[Point localization data]
"""

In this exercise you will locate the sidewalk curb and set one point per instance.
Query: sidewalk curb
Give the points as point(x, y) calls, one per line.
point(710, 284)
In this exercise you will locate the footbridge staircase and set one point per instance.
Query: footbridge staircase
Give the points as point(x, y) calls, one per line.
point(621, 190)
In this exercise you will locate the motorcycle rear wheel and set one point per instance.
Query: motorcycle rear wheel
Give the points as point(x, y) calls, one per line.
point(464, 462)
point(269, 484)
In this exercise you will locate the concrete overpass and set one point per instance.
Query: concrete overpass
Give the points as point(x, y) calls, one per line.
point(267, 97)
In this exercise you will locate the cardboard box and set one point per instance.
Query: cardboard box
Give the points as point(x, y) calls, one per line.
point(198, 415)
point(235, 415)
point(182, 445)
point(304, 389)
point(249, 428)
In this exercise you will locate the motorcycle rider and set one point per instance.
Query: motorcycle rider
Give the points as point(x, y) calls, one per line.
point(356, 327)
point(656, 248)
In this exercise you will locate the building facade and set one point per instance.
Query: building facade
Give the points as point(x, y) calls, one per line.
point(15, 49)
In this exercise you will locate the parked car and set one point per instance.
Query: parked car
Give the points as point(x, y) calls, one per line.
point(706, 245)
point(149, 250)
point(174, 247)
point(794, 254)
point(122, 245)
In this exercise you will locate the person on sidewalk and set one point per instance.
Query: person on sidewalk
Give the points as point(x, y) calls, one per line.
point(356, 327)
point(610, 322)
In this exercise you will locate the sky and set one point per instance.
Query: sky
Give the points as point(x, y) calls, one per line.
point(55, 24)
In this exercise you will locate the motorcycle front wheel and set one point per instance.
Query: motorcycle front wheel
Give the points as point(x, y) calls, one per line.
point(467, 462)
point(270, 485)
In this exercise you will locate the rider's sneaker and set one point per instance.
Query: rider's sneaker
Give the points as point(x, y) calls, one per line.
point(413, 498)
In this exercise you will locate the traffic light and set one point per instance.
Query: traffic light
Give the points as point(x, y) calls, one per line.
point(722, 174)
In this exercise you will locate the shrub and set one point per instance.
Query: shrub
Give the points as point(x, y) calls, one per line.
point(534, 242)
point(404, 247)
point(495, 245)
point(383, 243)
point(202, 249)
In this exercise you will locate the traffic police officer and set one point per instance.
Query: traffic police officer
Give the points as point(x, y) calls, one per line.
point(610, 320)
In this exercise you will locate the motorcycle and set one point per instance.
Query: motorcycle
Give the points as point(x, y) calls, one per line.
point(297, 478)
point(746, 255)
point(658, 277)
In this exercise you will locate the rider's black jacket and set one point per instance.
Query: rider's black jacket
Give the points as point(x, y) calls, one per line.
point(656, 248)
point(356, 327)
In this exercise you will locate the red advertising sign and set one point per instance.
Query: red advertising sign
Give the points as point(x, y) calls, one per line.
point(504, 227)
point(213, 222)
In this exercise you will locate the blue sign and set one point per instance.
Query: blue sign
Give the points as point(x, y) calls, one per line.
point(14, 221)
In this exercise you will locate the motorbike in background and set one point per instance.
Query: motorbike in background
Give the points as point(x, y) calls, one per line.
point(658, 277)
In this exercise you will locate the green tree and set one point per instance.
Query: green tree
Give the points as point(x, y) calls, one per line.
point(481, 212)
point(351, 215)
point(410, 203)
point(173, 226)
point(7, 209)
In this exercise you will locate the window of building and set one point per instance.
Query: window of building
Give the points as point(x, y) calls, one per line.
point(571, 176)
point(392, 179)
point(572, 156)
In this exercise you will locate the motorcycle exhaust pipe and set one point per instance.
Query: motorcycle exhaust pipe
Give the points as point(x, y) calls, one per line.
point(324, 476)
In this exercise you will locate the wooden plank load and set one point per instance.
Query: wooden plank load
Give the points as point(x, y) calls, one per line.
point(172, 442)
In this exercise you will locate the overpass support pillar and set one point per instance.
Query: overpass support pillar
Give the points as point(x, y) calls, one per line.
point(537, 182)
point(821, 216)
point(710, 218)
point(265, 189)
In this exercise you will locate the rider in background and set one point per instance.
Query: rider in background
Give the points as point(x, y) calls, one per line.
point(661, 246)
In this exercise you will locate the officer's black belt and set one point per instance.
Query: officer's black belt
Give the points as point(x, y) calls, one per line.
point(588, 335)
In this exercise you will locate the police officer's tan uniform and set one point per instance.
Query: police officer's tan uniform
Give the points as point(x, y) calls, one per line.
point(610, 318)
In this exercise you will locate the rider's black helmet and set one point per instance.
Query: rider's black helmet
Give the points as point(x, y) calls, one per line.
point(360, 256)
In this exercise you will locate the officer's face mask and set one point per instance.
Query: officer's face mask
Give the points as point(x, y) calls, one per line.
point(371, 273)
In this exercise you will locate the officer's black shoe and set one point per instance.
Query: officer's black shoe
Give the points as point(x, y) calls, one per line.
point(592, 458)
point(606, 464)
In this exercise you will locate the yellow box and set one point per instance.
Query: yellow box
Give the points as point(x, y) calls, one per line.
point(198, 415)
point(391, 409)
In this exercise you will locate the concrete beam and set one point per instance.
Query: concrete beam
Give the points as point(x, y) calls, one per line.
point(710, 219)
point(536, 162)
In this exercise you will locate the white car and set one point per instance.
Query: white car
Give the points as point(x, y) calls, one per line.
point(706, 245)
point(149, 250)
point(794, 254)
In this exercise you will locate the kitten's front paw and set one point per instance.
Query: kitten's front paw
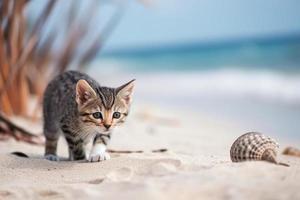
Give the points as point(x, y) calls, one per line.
point(99, 157)
point(52, 157)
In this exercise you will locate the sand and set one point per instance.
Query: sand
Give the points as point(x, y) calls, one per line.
point(197, 165)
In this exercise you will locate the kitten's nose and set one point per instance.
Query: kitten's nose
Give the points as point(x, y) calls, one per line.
point(107, 126)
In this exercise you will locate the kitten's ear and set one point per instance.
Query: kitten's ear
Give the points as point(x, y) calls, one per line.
point(84, 92)
point(125, 91)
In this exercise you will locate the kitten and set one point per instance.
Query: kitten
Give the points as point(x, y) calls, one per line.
point(82, 110)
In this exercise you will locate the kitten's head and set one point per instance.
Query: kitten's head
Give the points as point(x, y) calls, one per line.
point(103, 107)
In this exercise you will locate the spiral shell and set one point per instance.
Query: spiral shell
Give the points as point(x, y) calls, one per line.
point(254, 146)
point(291, 151)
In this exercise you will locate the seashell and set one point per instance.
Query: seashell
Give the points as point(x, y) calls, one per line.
point(254, 146)
point(291, 151)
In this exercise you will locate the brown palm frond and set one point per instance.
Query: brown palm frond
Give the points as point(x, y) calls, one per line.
point(29, 57)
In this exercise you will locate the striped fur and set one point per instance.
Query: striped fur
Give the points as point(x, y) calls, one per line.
point(70, 103)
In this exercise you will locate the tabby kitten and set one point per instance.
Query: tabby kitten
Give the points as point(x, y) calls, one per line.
point(82, 110)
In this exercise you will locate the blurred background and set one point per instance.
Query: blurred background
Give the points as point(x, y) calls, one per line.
point(237, 61)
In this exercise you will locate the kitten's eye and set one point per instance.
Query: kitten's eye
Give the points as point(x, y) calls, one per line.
point(97, 115)
point(116, 115)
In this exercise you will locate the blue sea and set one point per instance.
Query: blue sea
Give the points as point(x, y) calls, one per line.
point(252, 82)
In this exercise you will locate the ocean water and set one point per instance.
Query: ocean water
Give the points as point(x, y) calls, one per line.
point(255, 84)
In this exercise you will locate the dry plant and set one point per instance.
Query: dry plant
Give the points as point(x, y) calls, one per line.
point(29, 58)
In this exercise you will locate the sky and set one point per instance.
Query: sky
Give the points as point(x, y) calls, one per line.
point(168, 22)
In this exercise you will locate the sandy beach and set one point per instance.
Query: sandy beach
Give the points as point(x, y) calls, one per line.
point(196, 166)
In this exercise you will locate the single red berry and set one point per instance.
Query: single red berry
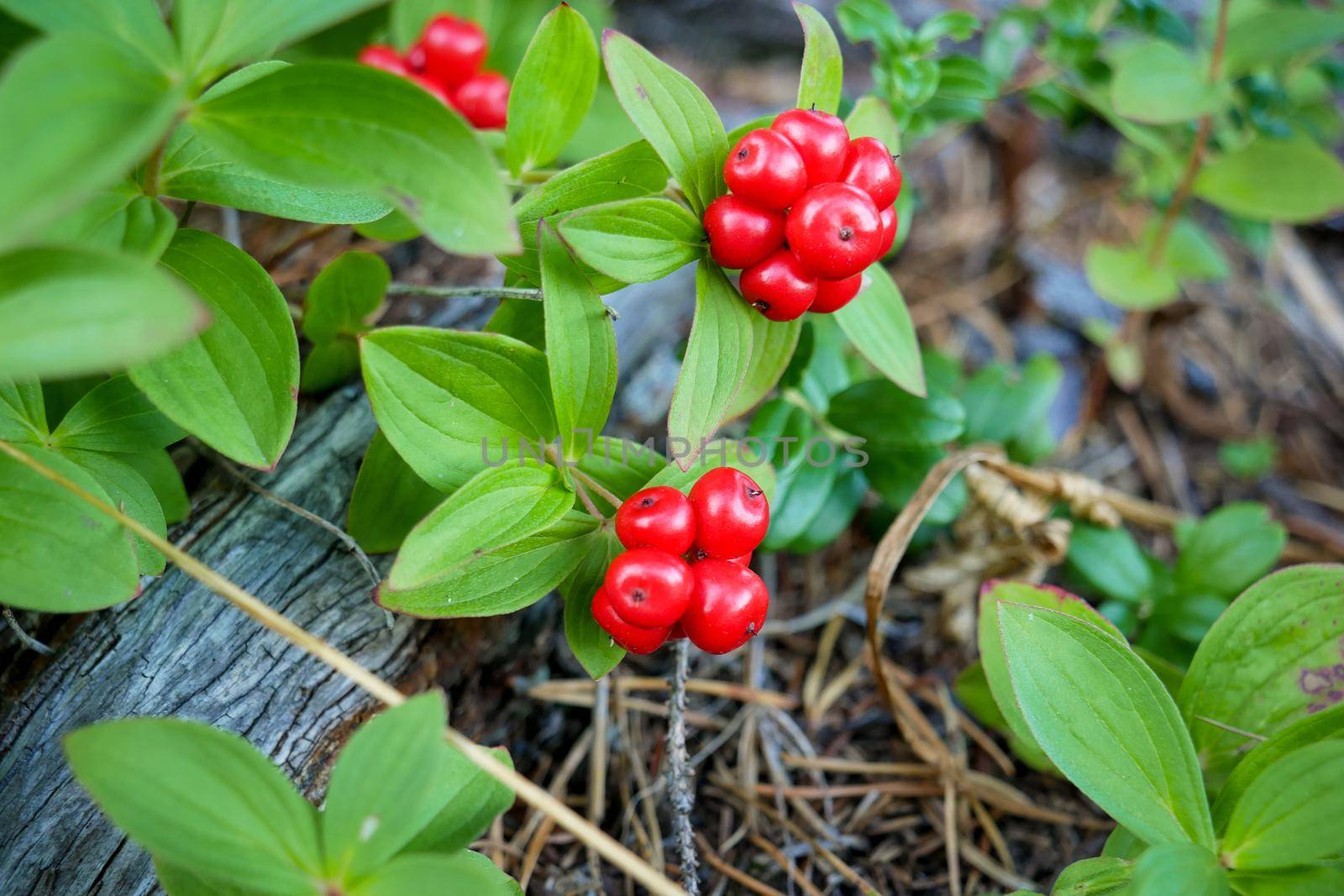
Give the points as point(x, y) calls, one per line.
point(729, 606)
point(383, 56)
point(835, 230)
point(648, 587)
point(732, 513)
point(766, 170)
point(833, 295)
point(659, 517)
point(633, 638)
point(779, 286)
point(741, 234)
point(454, 49)
point(484, 100)
point(890, 222)
point(870, 167)
point(820, 139)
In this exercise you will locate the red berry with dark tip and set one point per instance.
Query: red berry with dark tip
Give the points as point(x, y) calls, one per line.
point(648, 589)
point(729, 606)
point(732, 513)
point(765, 170)
point(870, 167)
point(633, 638)
point(835, 230)
point(483, 100)
point(741, 234)
point(820, 139)
point(659, 517)
point(833, 295)
point(779, 286)
point(454, 49)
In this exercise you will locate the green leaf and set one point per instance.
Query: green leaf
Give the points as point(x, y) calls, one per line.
point(1156, 82)
point(346, 127)
point(497, 389)
point(591, 647)
point(125, 312)
point(389, 499)
point(551, 92)
point(893, 418)
point(1106, 721)
point(1189, 869)
point(1229, 550)
point(501, 582)
point(202, 799)
point(1122, 275)
point(635, 241)
point(672, 114)
point(716, 364)
point(114, 417)
point(1290, 181)
point(581, 342)
point(463, 872)
point(60, 553)
point(1289, 815)
point(381, 792)
point(131, 493)
point(112, 105)
point(219, 34)
point(823, 69)
point(494, 510)
point(234, 385)
point(343, 295)
point(622, 174)
point(878, 324)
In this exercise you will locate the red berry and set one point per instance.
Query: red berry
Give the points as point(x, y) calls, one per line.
point(741, 234)
point(648, 589)
point(732, 513)
point(454, 49)
point(484, 100)
point(765, 170)
point(820, 139)
point(779, 286)
point(659, 517)
point(633, 638)
point(890, 222)
point(835, 230)
point(729, 606)
point(833, 295)
point(870, 167)
point(383, 56)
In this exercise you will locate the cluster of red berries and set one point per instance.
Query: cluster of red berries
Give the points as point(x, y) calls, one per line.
point(810, 210)
point(685, 573)
point(447, 62)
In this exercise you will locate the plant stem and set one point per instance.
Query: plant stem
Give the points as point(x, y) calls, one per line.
point(680, 790)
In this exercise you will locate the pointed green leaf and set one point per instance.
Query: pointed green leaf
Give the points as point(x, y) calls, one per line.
point(235, 385)
point(202, 799)
point(672, 114)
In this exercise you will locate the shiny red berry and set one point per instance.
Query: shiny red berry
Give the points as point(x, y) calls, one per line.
point(729, 606)
point(454, 49)
point(870, 167)
point(648, 587)
point(659, 517)
point(835, 230)
point(741, 234)
point(633, 638)
point(820, 139)
point(732, 513)
point(765, 170)
point(483, 100)
point(833, 295)
point(383, 56)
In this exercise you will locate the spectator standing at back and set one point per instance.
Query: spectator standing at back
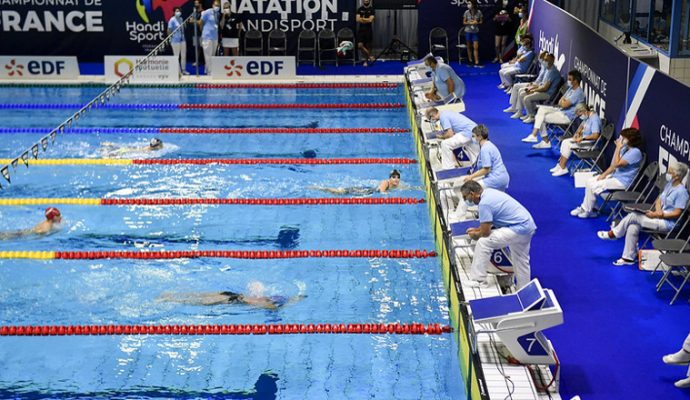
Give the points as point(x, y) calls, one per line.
point(472, 19)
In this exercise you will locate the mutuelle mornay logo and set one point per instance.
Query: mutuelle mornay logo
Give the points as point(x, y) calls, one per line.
point(145, 8)
point(13, 68)
point(233, 68)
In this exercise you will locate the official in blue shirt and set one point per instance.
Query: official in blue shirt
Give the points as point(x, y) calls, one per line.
point(547, 88)
point(563, 114)
point(445, 80)
point(584, 138)
point(209, 33)
point(503, 222)
point(619, 175)
point(667, 208)
point(490, 172)
point(456, 132)
point(177, 42)
point(517, 66)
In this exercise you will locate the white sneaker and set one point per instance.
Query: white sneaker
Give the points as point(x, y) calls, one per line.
point(683, 383)
point(560, 171)
point(679, 358)
point(477, 284)
point(604, 235)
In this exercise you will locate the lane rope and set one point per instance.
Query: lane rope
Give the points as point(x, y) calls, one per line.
point(209, 131)
point(412, 328)
point(212, 201)
point(202, 106)
point(237, 254)
point(207, 161)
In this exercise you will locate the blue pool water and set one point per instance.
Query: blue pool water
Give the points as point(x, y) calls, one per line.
point(134, 291)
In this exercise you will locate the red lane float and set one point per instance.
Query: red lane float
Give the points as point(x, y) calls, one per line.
point(245, 131)
point(264, 202)
point(324, 106)
point(413, 328)
point(245, 254)
point(281, 161)
point(381, 85)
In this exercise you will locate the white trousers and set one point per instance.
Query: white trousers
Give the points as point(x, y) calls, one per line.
point(630, 227)
point(507, 74)
point(209, 47)
point(448, 159)
point(180, 51)
point(567, 146)
point(531, 100)
point(594, 188)
point(519, 254)
point(549, 115)
point(516, 93)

"""

* _What needs to be done_
Take the lines above from the first through the one containing "Query: footbridge staircase" and reproduce them exactly; include nothing else.

* _Written answer_
In this exercise you will locate the sidewalk curb and set one point per instance.
Query: sidewalk curb
Give the points as point(x, y) calls, one per line.
point(710, 284)
In this exercise you will locate the footbridge staircase and set one point per instance.
Query: footbridge staircase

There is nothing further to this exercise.